Exercise instructions: Express the part of the material below that opens with the line containing "The annotator labeled the bib" and runs through the end of the material as a JSON list of strings, one string per line, leaving out blank lines.

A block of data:
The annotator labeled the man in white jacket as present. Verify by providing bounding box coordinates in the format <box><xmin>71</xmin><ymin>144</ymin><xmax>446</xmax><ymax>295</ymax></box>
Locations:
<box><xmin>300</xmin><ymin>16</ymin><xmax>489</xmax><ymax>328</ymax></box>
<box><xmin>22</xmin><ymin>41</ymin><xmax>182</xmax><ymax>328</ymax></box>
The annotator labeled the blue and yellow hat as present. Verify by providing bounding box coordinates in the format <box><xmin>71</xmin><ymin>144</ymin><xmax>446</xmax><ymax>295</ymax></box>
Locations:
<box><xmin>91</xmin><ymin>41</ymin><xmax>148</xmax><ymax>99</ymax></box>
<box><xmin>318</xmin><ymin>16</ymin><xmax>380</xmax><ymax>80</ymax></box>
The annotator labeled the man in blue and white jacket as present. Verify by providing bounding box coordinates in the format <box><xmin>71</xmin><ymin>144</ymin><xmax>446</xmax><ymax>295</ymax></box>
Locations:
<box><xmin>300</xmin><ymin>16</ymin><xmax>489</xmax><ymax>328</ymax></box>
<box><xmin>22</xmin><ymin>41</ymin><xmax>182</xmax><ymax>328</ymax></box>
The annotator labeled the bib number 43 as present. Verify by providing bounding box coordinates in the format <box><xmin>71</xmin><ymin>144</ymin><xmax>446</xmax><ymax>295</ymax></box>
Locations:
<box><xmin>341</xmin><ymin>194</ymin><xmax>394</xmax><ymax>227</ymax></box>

Exercise answer:
[
  "The annotator labeled the bib number 43 as present. Verify by providing bounding box coordinates in the format <box><xmin>71</xmin><ymin>144</ymin><xmax>446</xmax><ymax>295</ymax></box>",
  "Locations:",
  "<box><xmin>341</xmin><ymin>194</ymin><xmax>394</xmax><ymax>227</ymax></box>"
]